WHAT YOU ARE ASKED TO DO:
Count the lines in the records that contain the string "shorts" and reply with only that number.
· · · ·
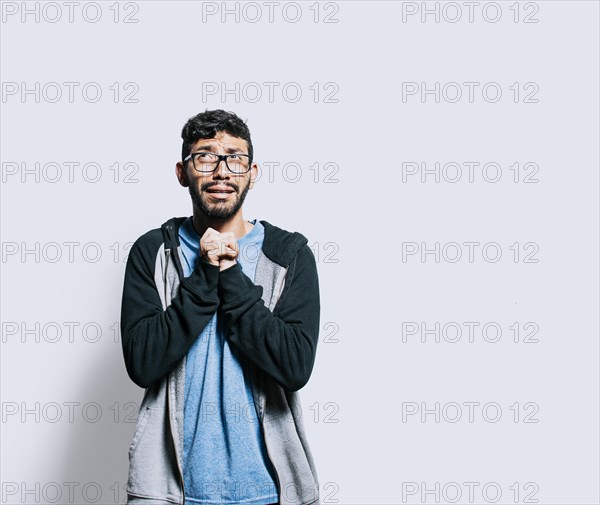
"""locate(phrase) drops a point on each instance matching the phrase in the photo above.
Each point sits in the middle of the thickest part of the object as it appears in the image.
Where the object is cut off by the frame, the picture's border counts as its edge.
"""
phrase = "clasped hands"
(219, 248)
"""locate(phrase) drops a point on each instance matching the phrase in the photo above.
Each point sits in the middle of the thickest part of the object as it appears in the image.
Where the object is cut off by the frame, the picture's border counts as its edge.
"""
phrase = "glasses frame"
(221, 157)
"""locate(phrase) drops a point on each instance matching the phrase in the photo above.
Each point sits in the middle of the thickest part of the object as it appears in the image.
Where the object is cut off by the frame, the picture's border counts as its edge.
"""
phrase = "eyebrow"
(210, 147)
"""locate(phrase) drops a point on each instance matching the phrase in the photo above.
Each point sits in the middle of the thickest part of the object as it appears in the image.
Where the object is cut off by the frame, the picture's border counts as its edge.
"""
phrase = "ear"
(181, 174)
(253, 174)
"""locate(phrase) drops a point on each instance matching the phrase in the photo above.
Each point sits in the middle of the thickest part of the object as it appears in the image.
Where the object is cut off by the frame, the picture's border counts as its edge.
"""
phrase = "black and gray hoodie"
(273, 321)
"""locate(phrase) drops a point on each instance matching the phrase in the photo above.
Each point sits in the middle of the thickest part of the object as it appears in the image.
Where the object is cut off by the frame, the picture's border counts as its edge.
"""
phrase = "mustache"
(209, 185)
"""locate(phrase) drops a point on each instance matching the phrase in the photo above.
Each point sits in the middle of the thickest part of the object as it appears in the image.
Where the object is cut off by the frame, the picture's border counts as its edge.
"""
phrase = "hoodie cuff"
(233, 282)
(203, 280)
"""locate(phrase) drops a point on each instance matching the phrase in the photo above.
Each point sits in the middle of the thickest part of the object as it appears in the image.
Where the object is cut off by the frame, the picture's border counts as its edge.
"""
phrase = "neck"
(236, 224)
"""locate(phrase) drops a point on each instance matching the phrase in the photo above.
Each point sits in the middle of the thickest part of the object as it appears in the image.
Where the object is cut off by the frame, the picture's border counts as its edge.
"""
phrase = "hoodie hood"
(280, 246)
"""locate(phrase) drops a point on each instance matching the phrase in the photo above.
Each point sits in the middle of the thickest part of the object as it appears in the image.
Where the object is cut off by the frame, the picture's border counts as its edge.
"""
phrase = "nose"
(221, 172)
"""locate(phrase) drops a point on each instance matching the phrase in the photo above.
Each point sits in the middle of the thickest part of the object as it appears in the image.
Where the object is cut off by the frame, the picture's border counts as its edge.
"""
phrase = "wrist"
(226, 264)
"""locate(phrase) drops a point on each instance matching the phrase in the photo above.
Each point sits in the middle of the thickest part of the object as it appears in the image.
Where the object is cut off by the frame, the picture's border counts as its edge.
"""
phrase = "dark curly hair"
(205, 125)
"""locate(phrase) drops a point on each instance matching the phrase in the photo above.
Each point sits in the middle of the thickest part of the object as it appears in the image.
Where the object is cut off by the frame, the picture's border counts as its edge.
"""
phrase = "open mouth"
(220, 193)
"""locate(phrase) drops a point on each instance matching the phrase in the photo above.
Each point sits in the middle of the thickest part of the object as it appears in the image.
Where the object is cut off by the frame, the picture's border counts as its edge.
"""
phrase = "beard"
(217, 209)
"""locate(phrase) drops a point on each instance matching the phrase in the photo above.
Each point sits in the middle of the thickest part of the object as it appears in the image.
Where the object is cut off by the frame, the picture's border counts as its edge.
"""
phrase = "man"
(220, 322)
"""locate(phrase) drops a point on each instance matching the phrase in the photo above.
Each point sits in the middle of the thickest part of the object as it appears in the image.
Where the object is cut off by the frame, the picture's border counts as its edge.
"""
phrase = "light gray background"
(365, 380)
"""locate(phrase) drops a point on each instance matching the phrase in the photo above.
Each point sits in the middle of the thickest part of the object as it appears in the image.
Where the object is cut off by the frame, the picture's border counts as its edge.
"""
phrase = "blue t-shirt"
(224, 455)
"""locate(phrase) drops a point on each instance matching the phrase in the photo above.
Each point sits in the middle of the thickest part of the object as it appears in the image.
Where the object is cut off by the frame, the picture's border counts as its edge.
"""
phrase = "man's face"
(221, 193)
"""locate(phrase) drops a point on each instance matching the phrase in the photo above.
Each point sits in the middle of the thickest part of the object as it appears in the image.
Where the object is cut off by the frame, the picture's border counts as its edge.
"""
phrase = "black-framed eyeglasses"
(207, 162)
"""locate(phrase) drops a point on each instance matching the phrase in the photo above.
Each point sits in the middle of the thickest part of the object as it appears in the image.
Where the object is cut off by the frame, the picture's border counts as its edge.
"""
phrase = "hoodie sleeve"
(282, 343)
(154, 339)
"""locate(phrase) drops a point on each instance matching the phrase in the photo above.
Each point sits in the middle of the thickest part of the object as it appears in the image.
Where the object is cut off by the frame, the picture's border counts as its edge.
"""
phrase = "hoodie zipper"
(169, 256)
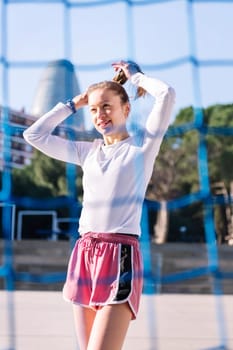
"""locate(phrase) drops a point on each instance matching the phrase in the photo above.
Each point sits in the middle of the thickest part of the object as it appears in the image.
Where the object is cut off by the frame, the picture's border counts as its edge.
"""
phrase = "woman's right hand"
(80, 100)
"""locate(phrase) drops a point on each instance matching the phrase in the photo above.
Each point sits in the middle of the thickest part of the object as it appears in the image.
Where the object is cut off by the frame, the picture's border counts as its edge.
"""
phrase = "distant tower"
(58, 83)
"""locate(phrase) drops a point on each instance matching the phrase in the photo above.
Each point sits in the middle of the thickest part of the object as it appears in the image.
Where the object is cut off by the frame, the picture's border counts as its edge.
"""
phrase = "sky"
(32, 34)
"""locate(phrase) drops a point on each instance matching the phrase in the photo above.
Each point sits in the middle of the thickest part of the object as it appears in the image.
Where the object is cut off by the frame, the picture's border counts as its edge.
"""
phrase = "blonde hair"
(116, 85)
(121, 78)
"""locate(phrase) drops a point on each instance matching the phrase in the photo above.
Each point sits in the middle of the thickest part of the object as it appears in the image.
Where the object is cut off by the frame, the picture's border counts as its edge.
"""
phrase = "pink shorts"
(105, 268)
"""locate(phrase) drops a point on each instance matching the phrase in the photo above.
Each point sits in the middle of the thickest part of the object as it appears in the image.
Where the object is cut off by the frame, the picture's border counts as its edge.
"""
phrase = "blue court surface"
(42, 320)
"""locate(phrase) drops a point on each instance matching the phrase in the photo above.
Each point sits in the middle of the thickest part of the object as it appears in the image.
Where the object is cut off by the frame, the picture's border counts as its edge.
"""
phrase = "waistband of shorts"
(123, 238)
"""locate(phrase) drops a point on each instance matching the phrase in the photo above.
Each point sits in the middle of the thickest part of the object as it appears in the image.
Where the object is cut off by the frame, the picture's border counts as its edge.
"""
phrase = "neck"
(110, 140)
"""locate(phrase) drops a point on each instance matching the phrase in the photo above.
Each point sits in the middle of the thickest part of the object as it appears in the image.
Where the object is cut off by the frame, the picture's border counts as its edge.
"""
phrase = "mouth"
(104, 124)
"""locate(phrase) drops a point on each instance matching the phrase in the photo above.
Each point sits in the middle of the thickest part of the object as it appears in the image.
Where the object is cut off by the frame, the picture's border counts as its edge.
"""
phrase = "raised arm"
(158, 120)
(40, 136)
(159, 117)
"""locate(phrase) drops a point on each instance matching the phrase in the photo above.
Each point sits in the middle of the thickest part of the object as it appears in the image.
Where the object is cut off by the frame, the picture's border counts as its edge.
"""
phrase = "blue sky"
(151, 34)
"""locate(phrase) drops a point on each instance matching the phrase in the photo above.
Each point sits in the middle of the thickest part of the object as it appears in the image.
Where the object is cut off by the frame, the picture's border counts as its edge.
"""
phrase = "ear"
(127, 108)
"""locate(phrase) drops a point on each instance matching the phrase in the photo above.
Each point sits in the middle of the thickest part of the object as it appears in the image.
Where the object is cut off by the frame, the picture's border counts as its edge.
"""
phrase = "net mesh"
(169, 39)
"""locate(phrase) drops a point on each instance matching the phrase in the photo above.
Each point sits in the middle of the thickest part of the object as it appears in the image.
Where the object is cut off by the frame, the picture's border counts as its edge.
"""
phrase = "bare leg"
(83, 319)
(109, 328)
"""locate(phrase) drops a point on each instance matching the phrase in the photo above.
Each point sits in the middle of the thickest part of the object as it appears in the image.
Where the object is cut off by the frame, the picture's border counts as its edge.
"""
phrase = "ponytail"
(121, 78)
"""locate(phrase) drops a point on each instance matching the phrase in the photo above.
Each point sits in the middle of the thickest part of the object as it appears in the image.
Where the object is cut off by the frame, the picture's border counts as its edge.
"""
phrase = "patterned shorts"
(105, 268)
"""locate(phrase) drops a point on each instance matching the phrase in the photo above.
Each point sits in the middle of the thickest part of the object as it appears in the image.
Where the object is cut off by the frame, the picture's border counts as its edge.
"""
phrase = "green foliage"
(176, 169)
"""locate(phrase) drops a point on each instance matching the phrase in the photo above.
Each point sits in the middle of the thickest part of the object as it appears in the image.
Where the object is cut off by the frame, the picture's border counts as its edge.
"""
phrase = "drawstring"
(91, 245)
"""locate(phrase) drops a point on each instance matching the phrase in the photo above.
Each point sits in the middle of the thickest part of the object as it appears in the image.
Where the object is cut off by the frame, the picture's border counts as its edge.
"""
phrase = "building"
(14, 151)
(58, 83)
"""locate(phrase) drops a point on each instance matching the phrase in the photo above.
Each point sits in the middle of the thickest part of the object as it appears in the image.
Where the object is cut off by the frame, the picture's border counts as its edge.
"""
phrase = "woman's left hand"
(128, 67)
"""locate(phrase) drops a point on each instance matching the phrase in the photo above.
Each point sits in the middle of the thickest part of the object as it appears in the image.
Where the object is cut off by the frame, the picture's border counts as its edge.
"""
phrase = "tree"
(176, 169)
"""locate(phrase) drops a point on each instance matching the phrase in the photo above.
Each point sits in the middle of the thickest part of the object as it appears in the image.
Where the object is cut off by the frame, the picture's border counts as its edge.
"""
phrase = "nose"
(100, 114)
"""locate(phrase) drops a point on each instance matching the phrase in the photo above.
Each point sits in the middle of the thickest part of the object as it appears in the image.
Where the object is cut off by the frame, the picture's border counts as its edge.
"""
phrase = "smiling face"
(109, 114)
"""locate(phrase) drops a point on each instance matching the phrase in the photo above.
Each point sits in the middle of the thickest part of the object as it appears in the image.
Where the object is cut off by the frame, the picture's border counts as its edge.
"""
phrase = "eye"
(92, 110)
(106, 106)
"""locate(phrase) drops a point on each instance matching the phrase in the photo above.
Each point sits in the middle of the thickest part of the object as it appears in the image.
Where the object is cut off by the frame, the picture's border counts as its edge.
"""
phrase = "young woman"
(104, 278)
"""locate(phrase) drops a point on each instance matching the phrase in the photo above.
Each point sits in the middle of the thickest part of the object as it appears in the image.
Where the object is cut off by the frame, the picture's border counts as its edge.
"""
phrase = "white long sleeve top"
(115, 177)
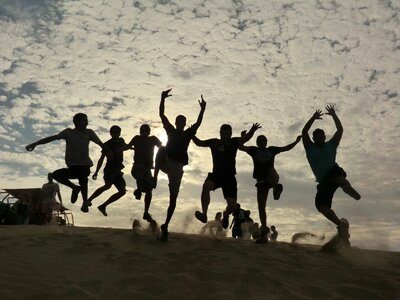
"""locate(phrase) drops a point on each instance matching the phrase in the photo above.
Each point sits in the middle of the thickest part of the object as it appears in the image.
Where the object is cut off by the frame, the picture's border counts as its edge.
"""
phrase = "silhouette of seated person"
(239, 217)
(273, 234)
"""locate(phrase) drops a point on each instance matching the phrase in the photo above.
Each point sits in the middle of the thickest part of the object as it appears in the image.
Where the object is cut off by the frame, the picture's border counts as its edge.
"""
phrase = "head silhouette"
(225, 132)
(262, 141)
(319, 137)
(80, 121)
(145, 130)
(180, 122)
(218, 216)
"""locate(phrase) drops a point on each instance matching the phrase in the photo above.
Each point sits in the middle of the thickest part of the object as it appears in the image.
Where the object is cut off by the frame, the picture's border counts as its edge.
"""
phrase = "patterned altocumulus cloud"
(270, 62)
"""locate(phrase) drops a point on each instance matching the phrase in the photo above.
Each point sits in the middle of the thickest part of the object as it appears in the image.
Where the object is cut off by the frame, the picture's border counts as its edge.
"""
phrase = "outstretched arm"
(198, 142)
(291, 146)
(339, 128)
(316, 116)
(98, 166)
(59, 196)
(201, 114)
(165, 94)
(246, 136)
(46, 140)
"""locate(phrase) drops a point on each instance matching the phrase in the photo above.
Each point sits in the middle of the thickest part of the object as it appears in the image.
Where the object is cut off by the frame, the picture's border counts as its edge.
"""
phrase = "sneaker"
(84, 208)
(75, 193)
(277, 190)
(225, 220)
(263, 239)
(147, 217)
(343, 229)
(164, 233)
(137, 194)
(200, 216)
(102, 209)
· · · ·
FULL OUTPUT:
3